[Given records start]
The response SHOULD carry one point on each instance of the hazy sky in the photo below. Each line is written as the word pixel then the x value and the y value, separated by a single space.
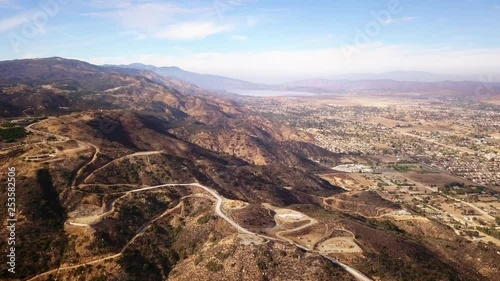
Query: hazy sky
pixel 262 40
[Given records end]
[Given records start]
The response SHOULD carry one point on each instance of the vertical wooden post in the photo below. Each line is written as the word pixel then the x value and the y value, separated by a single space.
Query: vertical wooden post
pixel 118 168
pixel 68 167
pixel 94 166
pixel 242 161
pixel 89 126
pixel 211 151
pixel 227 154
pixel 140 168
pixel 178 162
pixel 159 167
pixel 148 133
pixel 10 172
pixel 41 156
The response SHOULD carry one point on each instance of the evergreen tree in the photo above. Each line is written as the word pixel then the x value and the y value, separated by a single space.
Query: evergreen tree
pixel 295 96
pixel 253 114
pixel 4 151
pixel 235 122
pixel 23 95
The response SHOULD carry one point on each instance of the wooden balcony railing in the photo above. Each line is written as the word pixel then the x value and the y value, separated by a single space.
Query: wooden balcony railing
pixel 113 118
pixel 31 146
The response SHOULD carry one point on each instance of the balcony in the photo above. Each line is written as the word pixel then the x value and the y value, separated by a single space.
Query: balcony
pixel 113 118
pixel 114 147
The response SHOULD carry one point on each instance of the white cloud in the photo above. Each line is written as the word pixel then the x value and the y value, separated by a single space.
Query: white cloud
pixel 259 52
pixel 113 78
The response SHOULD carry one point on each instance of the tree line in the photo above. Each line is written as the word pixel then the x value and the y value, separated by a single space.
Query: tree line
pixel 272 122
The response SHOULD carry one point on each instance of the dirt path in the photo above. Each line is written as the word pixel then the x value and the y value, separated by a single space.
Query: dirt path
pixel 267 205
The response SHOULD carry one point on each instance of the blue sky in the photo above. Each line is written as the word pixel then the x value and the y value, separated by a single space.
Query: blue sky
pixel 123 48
[Given records end]
▶ **Exercise task**:
Reproduce verbatim the stretch of lines above from the one containing "of the balcony" through the one containing "pixel 114 147", including both end lines.

▶ **Full answer**:
The response SHOULD carry one point on each instance of the balcony in the photo above. Each line is written as the word pixel then the x value and the y value, separated by a single space.
Query: balcony
pixel 113 118
pixel 114 147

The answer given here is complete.